Instructions to follow = For this task, copy the data that follows exactly, keeping every character.

Saved data entries =
***
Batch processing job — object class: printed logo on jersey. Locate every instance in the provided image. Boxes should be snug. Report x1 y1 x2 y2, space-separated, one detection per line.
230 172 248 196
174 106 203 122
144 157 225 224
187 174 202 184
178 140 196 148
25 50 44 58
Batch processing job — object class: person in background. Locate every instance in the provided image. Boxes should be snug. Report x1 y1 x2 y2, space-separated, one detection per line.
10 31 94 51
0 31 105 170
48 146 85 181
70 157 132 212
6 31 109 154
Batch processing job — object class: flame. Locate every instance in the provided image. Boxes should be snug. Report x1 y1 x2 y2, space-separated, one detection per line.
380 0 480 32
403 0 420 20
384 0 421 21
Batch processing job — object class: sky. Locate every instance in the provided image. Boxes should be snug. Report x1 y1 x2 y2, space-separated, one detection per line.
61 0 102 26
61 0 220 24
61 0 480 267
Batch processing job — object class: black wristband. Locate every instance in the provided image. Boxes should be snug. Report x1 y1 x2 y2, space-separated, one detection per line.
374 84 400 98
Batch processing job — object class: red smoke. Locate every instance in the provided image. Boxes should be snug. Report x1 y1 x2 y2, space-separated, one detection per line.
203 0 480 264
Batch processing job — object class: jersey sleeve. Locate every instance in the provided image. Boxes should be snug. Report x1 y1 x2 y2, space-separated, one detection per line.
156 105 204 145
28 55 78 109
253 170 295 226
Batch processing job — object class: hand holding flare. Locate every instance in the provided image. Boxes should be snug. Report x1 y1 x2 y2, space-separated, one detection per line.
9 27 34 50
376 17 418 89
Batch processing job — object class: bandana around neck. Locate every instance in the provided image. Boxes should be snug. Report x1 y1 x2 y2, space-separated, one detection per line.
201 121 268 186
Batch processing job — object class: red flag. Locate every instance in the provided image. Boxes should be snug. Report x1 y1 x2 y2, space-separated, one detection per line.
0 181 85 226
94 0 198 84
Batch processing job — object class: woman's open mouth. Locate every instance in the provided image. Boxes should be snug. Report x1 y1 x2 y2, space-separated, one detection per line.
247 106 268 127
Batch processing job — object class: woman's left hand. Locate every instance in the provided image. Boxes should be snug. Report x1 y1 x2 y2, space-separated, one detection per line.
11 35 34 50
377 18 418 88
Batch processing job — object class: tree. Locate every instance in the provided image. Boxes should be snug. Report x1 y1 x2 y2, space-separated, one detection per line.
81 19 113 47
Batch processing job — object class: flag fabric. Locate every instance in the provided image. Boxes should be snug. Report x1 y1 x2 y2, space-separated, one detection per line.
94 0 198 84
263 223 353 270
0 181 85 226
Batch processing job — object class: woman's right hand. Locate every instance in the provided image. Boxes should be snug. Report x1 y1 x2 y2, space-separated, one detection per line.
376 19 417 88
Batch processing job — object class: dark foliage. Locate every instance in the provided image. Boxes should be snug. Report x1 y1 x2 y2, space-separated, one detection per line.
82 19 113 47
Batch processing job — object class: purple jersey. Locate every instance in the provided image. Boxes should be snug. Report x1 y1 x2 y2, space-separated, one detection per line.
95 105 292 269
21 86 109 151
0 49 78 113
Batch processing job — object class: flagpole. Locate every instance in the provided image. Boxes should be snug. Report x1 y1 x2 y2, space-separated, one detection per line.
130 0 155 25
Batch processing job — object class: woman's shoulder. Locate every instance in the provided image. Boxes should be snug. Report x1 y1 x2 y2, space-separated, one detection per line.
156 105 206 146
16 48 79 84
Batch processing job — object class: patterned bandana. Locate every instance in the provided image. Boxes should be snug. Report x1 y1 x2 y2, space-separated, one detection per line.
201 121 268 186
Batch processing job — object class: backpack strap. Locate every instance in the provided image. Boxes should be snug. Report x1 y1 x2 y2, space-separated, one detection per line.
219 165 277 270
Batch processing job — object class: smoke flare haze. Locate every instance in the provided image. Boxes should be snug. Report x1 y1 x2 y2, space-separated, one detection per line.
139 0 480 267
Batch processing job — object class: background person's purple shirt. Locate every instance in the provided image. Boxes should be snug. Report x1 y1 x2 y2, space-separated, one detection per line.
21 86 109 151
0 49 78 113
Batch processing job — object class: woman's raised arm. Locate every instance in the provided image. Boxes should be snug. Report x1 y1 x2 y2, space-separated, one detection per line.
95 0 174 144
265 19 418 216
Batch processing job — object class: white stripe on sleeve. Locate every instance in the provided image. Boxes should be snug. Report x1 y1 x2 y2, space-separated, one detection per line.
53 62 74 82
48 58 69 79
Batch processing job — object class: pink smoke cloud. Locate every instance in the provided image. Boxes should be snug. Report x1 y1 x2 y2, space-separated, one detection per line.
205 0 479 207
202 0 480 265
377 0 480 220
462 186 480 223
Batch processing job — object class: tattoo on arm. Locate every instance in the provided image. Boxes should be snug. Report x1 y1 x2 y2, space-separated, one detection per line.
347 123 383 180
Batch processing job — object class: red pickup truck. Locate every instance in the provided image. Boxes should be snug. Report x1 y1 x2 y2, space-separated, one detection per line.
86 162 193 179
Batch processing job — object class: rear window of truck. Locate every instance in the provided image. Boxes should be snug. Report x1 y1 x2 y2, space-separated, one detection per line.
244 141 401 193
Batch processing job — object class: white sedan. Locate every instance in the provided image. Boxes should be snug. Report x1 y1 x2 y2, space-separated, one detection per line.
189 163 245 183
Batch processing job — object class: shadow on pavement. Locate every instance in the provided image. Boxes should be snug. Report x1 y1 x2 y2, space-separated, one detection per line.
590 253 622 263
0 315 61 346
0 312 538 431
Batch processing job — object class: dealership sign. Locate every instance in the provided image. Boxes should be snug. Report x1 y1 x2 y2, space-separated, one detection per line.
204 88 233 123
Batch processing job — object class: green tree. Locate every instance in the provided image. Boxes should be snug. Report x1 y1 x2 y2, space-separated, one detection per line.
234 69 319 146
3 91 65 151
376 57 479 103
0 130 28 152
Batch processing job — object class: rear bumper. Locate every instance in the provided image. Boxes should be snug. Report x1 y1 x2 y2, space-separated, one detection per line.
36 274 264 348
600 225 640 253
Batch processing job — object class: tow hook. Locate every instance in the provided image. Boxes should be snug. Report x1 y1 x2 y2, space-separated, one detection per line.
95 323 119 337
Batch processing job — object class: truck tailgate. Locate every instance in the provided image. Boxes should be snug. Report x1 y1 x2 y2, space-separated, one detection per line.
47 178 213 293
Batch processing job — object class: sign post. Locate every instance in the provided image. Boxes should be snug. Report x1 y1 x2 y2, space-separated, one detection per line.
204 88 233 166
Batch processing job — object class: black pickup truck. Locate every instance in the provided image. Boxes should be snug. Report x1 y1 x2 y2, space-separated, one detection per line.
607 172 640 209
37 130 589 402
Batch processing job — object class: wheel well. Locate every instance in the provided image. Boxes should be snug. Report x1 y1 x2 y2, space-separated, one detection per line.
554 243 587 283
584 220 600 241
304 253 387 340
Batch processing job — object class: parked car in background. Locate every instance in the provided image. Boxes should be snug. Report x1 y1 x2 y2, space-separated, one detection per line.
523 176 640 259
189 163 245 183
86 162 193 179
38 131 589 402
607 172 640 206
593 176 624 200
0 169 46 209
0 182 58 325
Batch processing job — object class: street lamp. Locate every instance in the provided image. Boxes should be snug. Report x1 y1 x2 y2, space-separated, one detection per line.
***
Reply =
Batch processing job — object class: printed logo on jersey. Locate every instance in the provided image. Boxes should be snug. Report x1 y1 x2 y2, space-separated, one detection per line.
230 172 248 196
174 106 203 122
144 157 225 224
187 174 202 184
178 140 196 148
25 50 44 58
Batch processing job — object class: person in background. Locate every instance in the provided image. Boxes should be snug. Report x1 y1 x2 y2, space-separated, one detection per line.
10 31 94 51
0 31 105 170
48 146 85 181
70 157 132 212
6 31 109 154
Batch processing job — object class: flame. Locate every instance in the provided image. Boxes should be snug. Report x1 y1 x2 y2, space-separated, one detection per line.
380 0 480 32
403 0 420 20
384 0 421 21
Batch processing job — object class: sky. Locate every instance in the provided image. Boxes should be snug. Report x1 y1 x2 y2, space-separated, one detection per line.
61 0 102 26
61 0 220 24
61 0 480 267
Batch processing job — object class: black wristband. Locate every instance in the provided image. Boxes should be snug. Report x1 y1 x2 y2, space-separated, one detection per line.
374 84 400 98
Batch processing job — object class: red smoke. Locate every instance in the provided image. Boxes should be snug. Report x1 y1 x2 y2, space-separated, one detection per line.
203 0 480 264
Batch processing job — object class: jersey sleeve. Locate every instance in the provided image. Boxes should be snug. Report x1 y1 x2 y2, space-separated, one detection per line.
156 105 204 145
28 55 78 109
253 170 295 226
Batch processing job — object class: hand holding flare. Locate every instance in the provided image. Boxes should be snug. Report x1 y1 x2 y2, space-separated, one detection per line.
9 27 34 50
376 17 418 89
Batch processing job — object class: bandana around neck. Locate every instance in the provided image. Boxes should be snug. Report x1 y1 x2 y2, space-separated, one detection per line.
201 121 268 186
Batch processing job — object class: red flag. Locate every instance in the provided image. Boxes should be snug. Report x1 y1 x2 y2, space-separated, one detection per line.
0 181 85 226
94 0 198 84
Batch processing job — object class: woman's open mouth. Locate every instance in the provided image. Boxes should be snug. Report x1 y1 x2 y2, space-separated, one detection per line.
247 106 268 127
Batch processing job — object class: woman's left hand. Locate every instance in the provided image. Boxes should be snug. Report x1 y1 x2 y2, space-separated, one detection per line.
11 35 34 50
377 18 418 88
Batch processing job — object class: tree. Locate every instance in the provided image. Boxes should be snug. Report x1 y1 x2 y2, space-separated, one detection per line.
81 19 113 47
Batch processing job — object class: flag fabric. Locate every instance in the provided image. Boxes should be snug. Report x1 y1 x2 y2, space-separated, one detection per line.
94 0 198 84
263 223 353 270
0 181 85 226
Batch processing job — object class: woman's right hand. Locate every instance in the provided image. Boxes should be snug. Report x1 y1 x2 y2, space-separated, one detection per line.
376 19 417 88
Batch processing job — object class: dark foliage. Locate every instance in the provided image. Boxes should be snug. Report x1 y1 x2 y2, space-separated, one detection per line.
82 19 113 47
Batch processing job — object class: purple jersey. Locate every instance in the provided image. Boxes should be snug. Report x1 y1 x2 y2, space-separated, one detection per line.
95 105 292 269
21 86 109 151
0 49 78 113
Batch processing job — object class: flagpole. Locate every instance in the provided image. Boxes should be snug. Report x1 y1 x2 y2, space-separated, one detection per line.
130 0 155 25
Batch processing job — object class: woman's shoulder. Locate every instance in the provided image. Boxes should be snug. Report x1 y1 x2 y2, space-separated, one detection per line.
156 105 206 146
16 48 79 84
Batch processing job — object class: patterned bandana. Locate every instance in the provided image. Boxes should be snug. Report x1 y1 x2 y2, space-separated, one detection per line.
201 121 268 186
Batch processing job — object class: backpack strap. Locate every instance in the provided image. Boxes should be snug. Report x1 y1 x2 y2, space-separated, one detection per line.
219 165 277 270
Batch processing job — object class: smoke flare haze. Locate every instance in the provided image. Boxes should be snug. Report x1 y1 x2 y2, space-separated, one detection per line.
139 0 480 267
Batch processing job — object class: background person's purple shirt. Locate every instance in the provided image. Boxes should be snug. Report x1 y1 x2 y2, space-separated, one detection per line.
21 86 109 151
0 49 78 113
Batch processing job — object class: woman's raised arm. Locate every instance in the provided image. Boxes should be snug. Report x1 y1 x2 y2, space-separated, one detection per line.
95 0 174 144
265 19 418 216
Batch processing job — object class: white stripe on sleeve. Locate every instance in the provided image. Boxes should be snug. Report x1 y1 x2 y2, space-separated, one detection per line.
53 62 74 82
48 58 69 79
Batch processing job — object class: pink smoke cloud. Locate every instance in the provided image. Boxes should be snug. Report x1 y1 x2 y2, space-separated, one detection per line.
205 0 479 207
202 0 480 265
377 0 480 220
462 186 480 223
Batch processing job — object class: tattoo on arm. Locate every instance in the provided image. Boxes should be snug. Report x1 y1 x2 y2, space-separated, one detection per line.
347 123 383 180
Batch processing job — object class: red pickup truck. Locate every instance in the provided image. Boxes should be snug. Report x1 y1 x2 y2, space-separated, one detection per line.
86 162 193 179
Batch processing job — object class: rear window of truck. Locate every instance in the provided image. Boxes should be snug. Report x1 y1 x2 y2, space-separated, one detection per line.
244 141 401 193
Batch processing job — object class: white sedan. Locate every instance in the provided image. Boxes should be snug. Report x1 y1 x2 y2, space-separated, one detection per line.
189 163 245 183
Batch processing job — object class: shadow on pavement. Locate every instance in the provided image. Boxes should be snug. Report x1 y1 x2 y2, space-separated, one detection per line.
590 253 622 263
0 315 61 346
0 312 538 431
Batch processing job — object class: dealership sign. Locate every instance in the provided image. Boxes should be snug. Report x1 y1 x2 y2, space-separated, one detection per line.
204 88 233 123
Batch processing job — object class: green tree. Locate every instance in the provided image. Boxes should be snug. Report x1 y1 x2 y2, space-separated, one detection per line.
234 69 319 146
3 91 65 151
376 57 479 103
0 130 28 152
Batch processing job — object class: rear bumper. Locate every instance in the provided image. Boxes should be snug. Report x1 y1 x2 y2, space-separated, one detection per line.
36 274 264 348
600 225 640 253
Batch processing job — object class: tow hook. Locate every instance in the provided image. Boxes should be snug. Report x1 y1 x2 y2, space-separated, one detection per line.
95 323 119 337
Batch processing job — object class: truck tailgate. Locate every instance in the provided image. Boxes should be snug. Report x1 y1 x2 y2, space-separated, one detection per line.
47 178 213 293
Batch processing job — object class: sign post. Locate every instance in the provided image. Boxes should be snug. Report x1 y1 x2 y2, space-separated, one detection per line.
204 88 233 166
Batch processing job — object class: black pickup truck. Locate every instance in the provided image. Boxes should be snug. Report x1 y1 x2 y2, space-separated, one detection per line.
607 172 640 209
37 130 589 402
Batch processing job — object class: wheel well. Locate every instance in the provided image. Boxes should be snug. Report x1 y1 x2 y2, space-separated, one detection per line.
554 243 587 283
584 220 600 241
304 253 387 340
Batch processing job — object class: parked car in background. Locate every instance in the provided image. Boxes should be snug. Report x1 y1 x2 y2, space-separated, one detection per line.
523 176 640 259
189 163 245 183
86 162 193 179
38 131 589 402
607 172 640 206
593 176 624 200
0 169 46 209
0 182 58 325
Batch processing job — object class: street lamp. Locate every instance in the provided image. Boxes should be snug. Report x1 y1 x2 y2, space-separated, one detection per line.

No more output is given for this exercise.